Text provided:
News from the National Pork Board

Pork Checkoff Logo Preparing for PQA Plus™

Working with the pork industry’s customers, pork producers have developed a workable, credible, and affordable solution to assure food safety and animal care and well-being and at the same time meet the needs of customers including restaurants, food retailers, and, ultimately, consumers. The solution, a hybrid of the Pork Checkoff’s Pork Quality Assurance™ program (PQA™) and the Swine Welfare Assurance ProgramSM (SWAPSM) will be launched in June 2007.

The program was announced at the 2006 World Pork Expo in Des Moines, Iowa. The announcement came approximately 1 year after the creation of the Animal Care Coalition, a group of pork industry chain representatives including producers, packers-processors, restaurateurs, and retailers. Coalition members have used their meetings to talk about animal care and well-being issues and how they can be resolved before they affect demand for pork or pork products.

The inclusion of an animal care and well-being component to the industry’s flagship pork safety program became the responsibility of pork producers on the Pork Checkoff’s animal welfare and pork safety committees. Advising the process were animal behavior experts and representatives from the Pork Checkoff and the AASV.

Data under study:

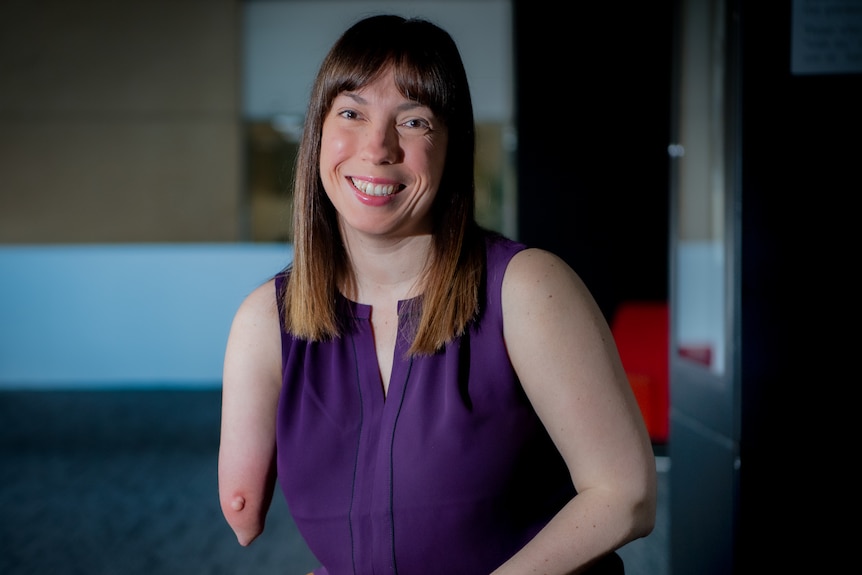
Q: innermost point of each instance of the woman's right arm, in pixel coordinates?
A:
(250, 388)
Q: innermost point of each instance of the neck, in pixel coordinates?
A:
(389, 269)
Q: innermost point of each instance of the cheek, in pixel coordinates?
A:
(332, 149)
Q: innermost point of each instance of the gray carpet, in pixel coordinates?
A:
(124, 482)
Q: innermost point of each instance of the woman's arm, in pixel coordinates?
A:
(250, 389)
(567, 361)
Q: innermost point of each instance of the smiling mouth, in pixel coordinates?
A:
(378, 190)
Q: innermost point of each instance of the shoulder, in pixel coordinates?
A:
(534, 272)
(258, 312)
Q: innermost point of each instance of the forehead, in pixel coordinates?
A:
(381, 89)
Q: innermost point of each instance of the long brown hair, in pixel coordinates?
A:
(428, 68)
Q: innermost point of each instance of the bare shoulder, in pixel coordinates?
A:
(254, 343)
(535, 274)
(260, 303)
(549, 313)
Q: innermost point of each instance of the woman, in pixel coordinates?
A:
(430, 396)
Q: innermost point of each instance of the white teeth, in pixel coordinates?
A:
(370, 189)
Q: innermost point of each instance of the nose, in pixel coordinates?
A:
(381, 145)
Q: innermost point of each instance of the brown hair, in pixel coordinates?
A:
(428, 67)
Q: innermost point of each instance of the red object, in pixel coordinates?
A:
(641, 332)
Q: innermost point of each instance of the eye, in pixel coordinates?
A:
(417, 125)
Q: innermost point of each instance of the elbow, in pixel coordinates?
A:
(246, 523)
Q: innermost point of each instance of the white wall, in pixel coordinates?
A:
(84, 316)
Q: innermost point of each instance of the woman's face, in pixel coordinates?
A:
(381, 160)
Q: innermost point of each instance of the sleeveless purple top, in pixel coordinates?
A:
(451, 472)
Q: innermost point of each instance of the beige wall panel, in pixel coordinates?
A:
(122, 182)
(119, 121)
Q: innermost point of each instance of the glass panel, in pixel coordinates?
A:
(700, 270)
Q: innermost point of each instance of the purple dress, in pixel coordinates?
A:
(451, 472)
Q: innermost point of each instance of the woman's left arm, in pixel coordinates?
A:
(565, 356)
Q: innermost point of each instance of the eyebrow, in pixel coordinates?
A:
(406, 105)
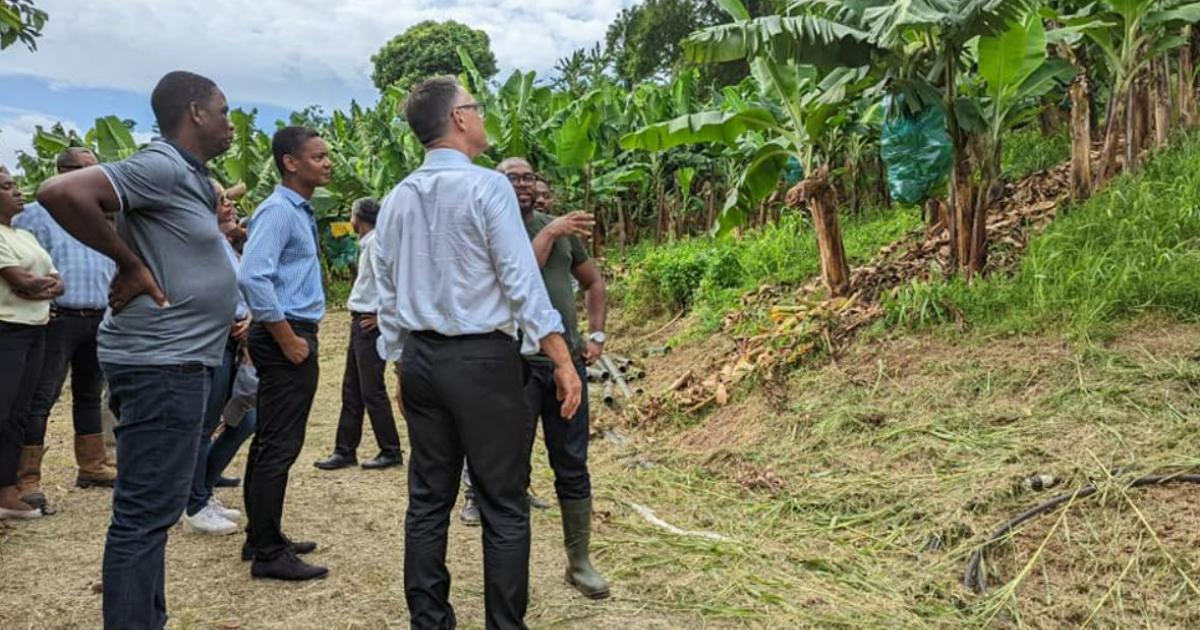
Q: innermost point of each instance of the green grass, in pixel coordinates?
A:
(709, 275)
(1129, 250)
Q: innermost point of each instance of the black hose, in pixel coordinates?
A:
(975, 577)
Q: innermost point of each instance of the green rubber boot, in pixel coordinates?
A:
(577, 537)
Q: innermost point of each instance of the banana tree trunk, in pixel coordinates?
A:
(1187, 85)
(1161, 96)
(1109, 151)
(1135, 118)
(819, 193)
(960, 199)
(1080, 138)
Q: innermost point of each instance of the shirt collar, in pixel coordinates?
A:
(192, 161)
(444, 157)
(293, 197)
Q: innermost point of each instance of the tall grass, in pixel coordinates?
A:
(1129, 250)
(708, 275)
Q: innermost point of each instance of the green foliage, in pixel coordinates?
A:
(21, 22)
(711, 274)
(429, 49)
(1127, 251)
(1027, 151)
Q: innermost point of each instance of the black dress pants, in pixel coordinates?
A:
(365, 391)
(70, 343)
(463, 396)
(22, 349)
(285, 397)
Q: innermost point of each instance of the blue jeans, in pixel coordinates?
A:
(219, 393)
(160, 413)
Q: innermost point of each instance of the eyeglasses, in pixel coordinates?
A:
(522, 178)
(478, 107)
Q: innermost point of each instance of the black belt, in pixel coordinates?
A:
(306, 327)
(496, 335)
(77, 312)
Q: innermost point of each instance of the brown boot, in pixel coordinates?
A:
(11, 507)
(90, 456)
(29, 475)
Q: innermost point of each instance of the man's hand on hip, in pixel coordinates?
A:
(570, 390)
(133, 281)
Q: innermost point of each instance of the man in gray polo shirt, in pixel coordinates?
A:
(172, 304)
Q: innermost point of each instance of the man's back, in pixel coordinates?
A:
(456, 256)
(168, 219)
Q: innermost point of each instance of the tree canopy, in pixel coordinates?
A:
(21, 22)
(427, 49)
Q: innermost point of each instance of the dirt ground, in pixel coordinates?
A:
(49, 569)
(847, 495)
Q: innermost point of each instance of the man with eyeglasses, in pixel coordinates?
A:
(457, 280)
(70, 342)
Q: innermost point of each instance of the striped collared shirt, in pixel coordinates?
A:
(85, 273)
(280, 271)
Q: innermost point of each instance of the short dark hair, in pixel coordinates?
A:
(291, 141)
(427, 108)
(366, 209)
(174, 94)
(64, 159)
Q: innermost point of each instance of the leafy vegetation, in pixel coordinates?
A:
(21, 21)
(1128, 251)
(429, 49)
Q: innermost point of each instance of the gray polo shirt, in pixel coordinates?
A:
(168, 219)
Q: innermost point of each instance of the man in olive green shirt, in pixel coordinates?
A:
(564, 261)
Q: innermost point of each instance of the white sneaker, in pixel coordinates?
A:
(228, 514)
(209, 521)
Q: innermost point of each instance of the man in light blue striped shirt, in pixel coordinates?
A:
(70, 342)
(280, 276)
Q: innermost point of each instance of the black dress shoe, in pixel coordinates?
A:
(384, 461)
(336, 461)
(303, 547)
(287, 567)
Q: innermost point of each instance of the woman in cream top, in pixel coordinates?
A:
(28, 283)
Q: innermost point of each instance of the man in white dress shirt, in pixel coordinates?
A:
(457, 280)
(364, 390)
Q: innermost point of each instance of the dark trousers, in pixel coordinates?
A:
(22, 349)
(225, 447)
(219, 393)
(567, 443)
(365, 390)
(463, 397)
(70, 343)
(285, 397)
(161, 409)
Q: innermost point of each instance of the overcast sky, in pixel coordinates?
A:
(102, 57)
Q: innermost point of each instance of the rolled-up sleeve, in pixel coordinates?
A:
(261, 262)
(390, 343)
(516, 269)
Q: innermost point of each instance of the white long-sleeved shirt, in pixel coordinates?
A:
(364, 294)
(453, 257)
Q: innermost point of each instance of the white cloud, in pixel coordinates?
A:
(289, 53)
(17, 129)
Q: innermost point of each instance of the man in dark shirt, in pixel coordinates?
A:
(563, 258)
(171, 304)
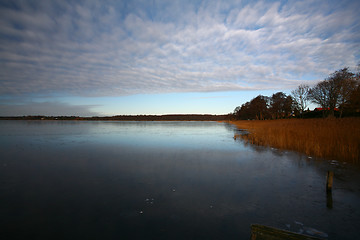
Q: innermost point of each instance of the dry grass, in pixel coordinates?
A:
(326, 138)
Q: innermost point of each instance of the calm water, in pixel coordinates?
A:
(163, 180)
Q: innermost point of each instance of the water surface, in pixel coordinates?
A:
(163, 180)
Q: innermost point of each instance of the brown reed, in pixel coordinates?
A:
(331, 138)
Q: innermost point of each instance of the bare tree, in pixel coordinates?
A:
(301, 97)
(334, 91)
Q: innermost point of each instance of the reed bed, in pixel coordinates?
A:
(337, 139)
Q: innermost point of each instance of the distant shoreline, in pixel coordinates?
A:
(169, 117)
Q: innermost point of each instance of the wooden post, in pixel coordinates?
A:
(329, 181)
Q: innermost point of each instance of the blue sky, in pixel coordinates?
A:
(91, 58)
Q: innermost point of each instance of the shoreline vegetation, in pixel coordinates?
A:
(169, 117)
(329, 138)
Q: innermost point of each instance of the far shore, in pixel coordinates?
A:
(333, 139)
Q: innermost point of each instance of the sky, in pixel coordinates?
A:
(105, 58)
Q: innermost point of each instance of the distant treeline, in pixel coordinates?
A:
(338, 95)
(174, 117)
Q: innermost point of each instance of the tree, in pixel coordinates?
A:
(335, 91)
(260, 107)
(280, 105)
(301, 97)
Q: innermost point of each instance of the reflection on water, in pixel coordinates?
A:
(163, 180)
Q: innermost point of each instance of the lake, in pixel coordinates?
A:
(163, 180)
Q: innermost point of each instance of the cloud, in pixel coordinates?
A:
(109, 48)
(46, 108)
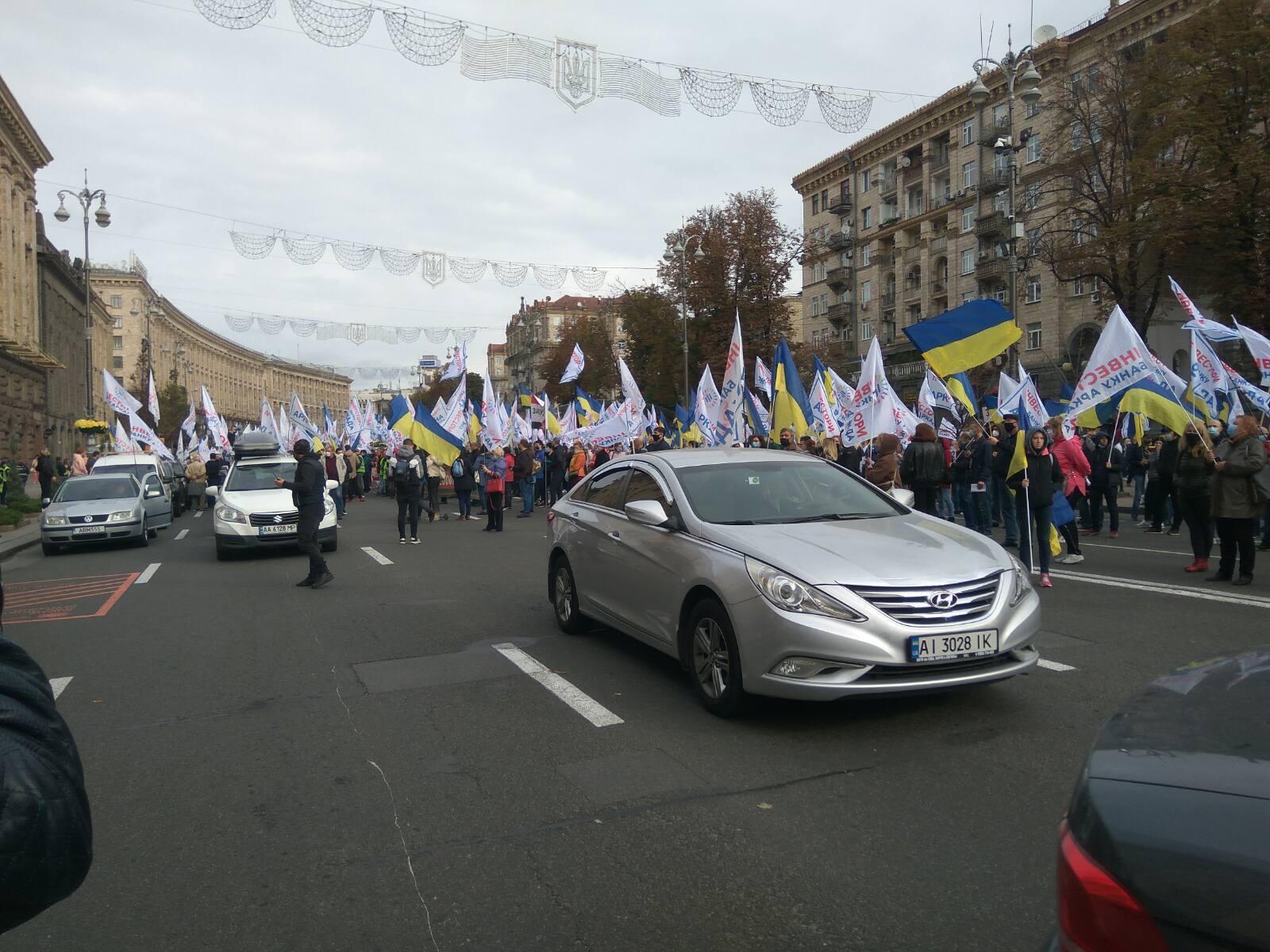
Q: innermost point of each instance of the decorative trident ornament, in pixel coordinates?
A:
(577, 73)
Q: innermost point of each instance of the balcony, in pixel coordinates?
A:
(991, 270)
(838, 278)
(992, 224)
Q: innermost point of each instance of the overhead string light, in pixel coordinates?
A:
(578, 73)
(432, 266)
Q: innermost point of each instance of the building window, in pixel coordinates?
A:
(969, 175)
(1034, 336)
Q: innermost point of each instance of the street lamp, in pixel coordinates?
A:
(679, 249)
(86, 197)
(1022, 78)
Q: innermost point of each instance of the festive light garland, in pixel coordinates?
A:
(355, 332)
(578, 73)
(309, 249)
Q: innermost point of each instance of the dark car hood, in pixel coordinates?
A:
(1202, 727)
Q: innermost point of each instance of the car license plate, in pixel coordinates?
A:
(946, 647)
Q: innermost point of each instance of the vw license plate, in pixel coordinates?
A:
(946, 647)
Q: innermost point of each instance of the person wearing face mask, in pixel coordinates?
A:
(1194, 484)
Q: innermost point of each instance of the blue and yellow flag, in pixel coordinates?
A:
(964, 336)
(791, 406)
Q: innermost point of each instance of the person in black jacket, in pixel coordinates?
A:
(309, 492)
(1034, 490)
(1105, 469)
(46, 828)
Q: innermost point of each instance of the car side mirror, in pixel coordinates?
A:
(647, 512)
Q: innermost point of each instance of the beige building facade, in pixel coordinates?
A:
(914, 219)
(184, 351)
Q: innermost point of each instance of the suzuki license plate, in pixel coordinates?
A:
(949, 647)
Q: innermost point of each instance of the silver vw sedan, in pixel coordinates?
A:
(775, 573)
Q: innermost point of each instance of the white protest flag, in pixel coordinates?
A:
(730, 420)
(764, 378)
(1208, 378)
(141, 433)
(1259, 346)
(630, 389)
(1212, 330)
(152, 397)
(706, 408)
(122, 443)
(117, 397)
(822, 414)
(575, 366)
(861, 423)
(457, 366)
(1119, 361)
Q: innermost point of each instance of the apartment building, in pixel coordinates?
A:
(916, 219)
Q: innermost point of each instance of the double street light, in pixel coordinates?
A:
(86, 197)
(679, 249)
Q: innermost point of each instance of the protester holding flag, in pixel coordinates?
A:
(1034, 476)
(1238, 497)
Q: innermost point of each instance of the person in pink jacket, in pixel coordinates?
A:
(1076, 467)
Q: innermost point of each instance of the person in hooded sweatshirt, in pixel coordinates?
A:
(1034, 492)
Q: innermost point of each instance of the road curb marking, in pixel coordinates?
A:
(583, 704)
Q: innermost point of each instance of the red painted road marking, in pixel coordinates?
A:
(48, 601)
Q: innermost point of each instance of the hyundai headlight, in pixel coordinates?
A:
(228, 513)
(1022, 583)
(787, 593)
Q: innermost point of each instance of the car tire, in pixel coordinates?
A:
(714, 660)
(564, 598)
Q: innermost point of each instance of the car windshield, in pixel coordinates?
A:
(765, 493)
(256, 476)
(84, 490)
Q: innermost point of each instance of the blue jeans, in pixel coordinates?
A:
(1007, 508)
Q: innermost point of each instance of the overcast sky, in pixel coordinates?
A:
(267, 126)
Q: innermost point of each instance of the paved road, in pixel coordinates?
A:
(357, 768)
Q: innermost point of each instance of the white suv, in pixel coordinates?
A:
(252, 513)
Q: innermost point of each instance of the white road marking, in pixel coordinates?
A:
(379, 558)
(1165, 588)
(581, 702)
(1054, 666)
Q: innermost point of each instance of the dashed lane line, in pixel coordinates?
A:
(1165, 588)
(583, 704)
(1054, 666)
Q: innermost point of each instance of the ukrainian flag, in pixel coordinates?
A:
(791, 406)
(964, 336)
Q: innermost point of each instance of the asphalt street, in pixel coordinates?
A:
(360, 768)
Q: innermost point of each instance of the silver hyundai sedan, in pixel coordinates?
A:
(775, 573)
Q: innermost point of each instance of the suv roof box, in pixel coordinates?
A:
(256, 444)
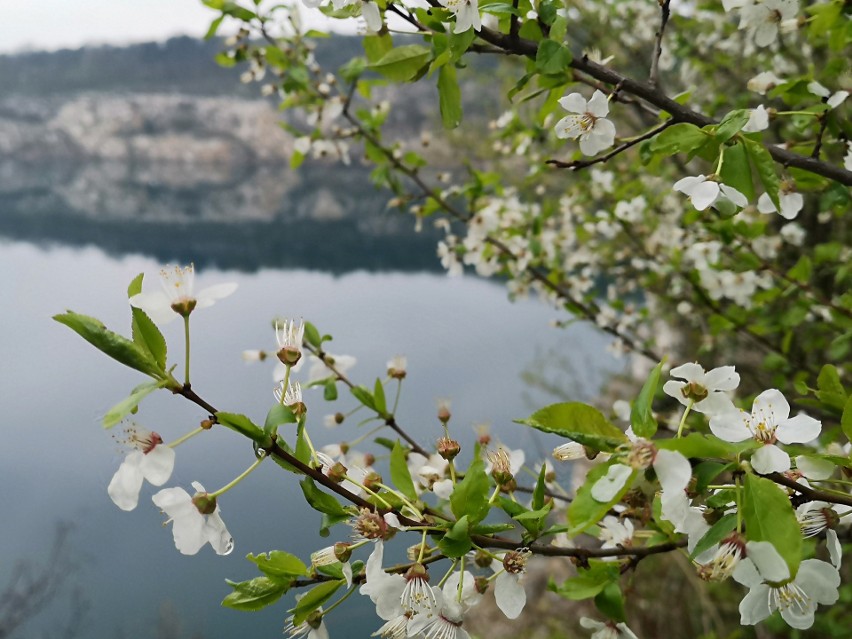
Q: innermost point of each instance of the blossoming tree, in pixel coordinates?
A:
(693, 203)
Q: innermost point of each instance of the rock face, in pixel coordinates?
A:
(144, 128)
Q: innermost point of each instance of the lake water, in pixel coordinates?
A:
(464, 340)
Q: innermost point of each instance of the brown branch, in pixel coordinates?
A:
(582, 164)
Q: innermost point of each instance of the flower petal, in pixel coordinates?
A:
(770, 459)
(509, 595)
(798, 430)
(125, 485)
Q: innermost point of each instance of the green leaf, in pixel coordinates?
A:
(586, 511)
(641, 415)
(457, 542)
(243, 425)
(449, 97)
(539, 490)
(379, 398)
(402, 63)
(736, 171)
(364, 396)
(321, 501)
(765, 167)
(610, 602)
(116, 346)
(699, 445)
(769, 516)
(579, 422)
(678, 138)
(470, 496)
(846, 419)
(731, 124)
(717, 533)
(588, 583)
(278, 415)
(255, 594)
(279, 564)
(148, 337)
(313, 599)
(552, 57)
(129, 404)
(830, 389)
(400, 475)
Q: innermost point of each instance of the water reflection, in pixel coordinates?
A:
(243, 217)
(462, 338)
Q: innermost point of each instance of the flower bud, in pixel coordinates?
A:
(204, 503)
(448, 448)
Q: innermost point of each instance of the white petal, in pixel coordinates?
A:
(125, 485)
(730, 427)
(770, 459)
(157, 465)
(704, 194)
(798, 430)
(610, 484)
(768, 562)
(724, 378)
(510, 595)
(819, 580)
(573, 102)
(814, 467)
(754, 607)
(734, 195)
(598, 105)
(673, 470)
(835, 550)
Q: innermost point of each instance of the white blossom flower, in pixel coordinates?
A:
(178, 296)
(763, 82)
(149, 460)
(607, 629)
(703, 192)
(588, 123)
(768, 422)
(767, 576)
(509, 592)
(445, 620)
(833, 100)
(467, 14)
(758, 120)
(192, 528)
(706, 391)
(763, 19)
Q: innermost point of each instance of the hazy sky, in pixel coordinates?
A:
(57, 24)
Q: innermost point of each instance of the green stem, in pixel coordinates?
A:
(683, 419)
(186, 340)
(345, 596)
(181, 440)
(236, 481)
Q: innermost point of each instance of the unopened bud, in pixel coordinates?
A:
(448, 448)
(204, 503)
(372, 480)
(337, 473)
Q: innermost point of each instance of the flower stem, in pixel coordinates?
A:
(181, 440)
(683, 419)
(186, 340)
(241, 477)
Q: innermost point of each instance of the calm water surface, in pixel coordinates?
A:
(463, 340)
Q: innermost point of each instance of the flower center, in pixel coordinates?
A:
(789, 596)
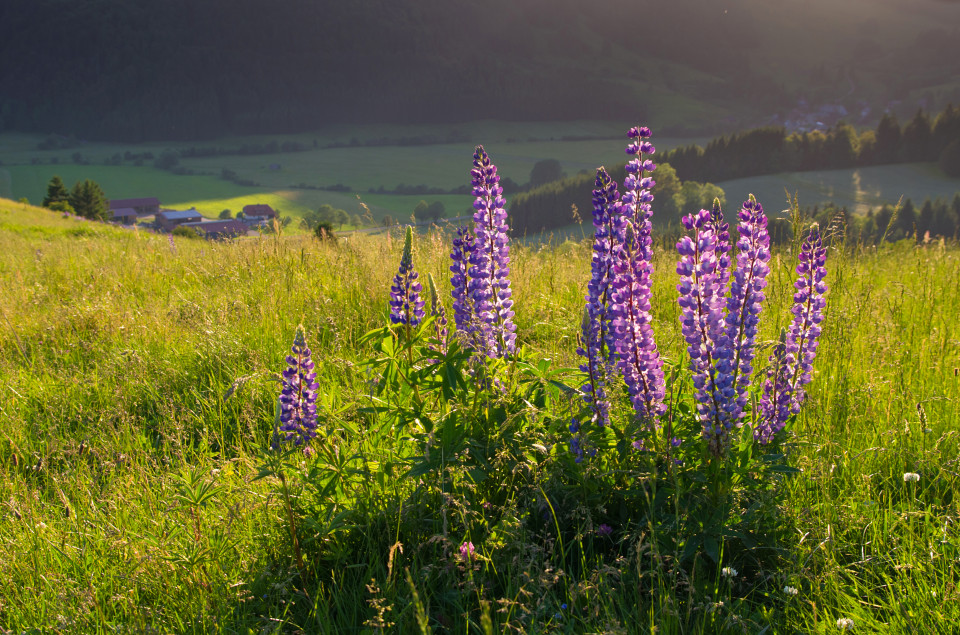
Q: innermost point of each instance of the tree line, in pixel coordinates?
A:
(771, 150)
(685, 174)
(85, 198)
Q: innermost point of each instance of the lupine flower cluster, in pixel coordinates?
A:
(616, 327)
(483, 306)
(298, 396)
(439, 313)
(406, 303)
(721, 298)
(791, 362)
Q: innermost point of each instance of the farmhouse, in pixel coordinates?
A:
(168, 219)
(125, 215)
(260, 211)
(142, 206)
(219, 228)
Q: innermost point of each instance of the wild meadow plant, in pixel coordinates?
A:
(689, 452)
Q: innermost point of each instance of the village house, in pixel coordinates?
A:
(168, 219)
(259, 211)
(142, 206)
(125, 215)
(218, 228)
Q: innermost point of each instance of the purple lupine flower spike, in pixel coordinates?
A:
(464, 317)
(597, 344)
(406, 303)
(792, 360)
(701, 320)
(488, 285)
(298, 396)
(745, 304)
(438, 312)
(808, 304)
(638, 357)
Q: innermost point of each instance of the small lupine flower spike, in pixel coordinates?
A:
(406, 303)
(597, 345)
(464, 317)
(638, 357)
(438, 312)
(744, 306)
(701, 322)
(298, 396)
(488, 284)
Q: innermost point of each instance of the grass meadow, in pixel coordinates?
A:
(139, 378)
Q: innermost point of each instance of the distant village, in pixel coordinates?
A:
(131, 210)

Required work:
- a) In the National Pork Board news item, rewrite the passage starting at "The inclusion of" and ending at "and the AASV.", replacing "flagship" with "primary".
- b) Answer these questions from the National Pork Board news item:
(i) In what month and year will the hybrid program be launched?
(ii) At what event and in what city was the program announced?
(iii) Who advised the process of adding an animal care and well-being component?

Answers provided:
- a)
The inclusion of an animal care and well-being component to the industry’s primary pork safety program became the responsibility of pork producers on the Pork Checkoff’s animal welfare and pork safety committees. Advising the process were animal behavior experts and representatives from the Pork Checkoff and the AASV.

- b)
(i) June 2007
(ii) The 2006 World Pork Expo in Des Moines, Iowa
(iii) Animal behavior experts and representatives from the Pork Checkoff and the AASV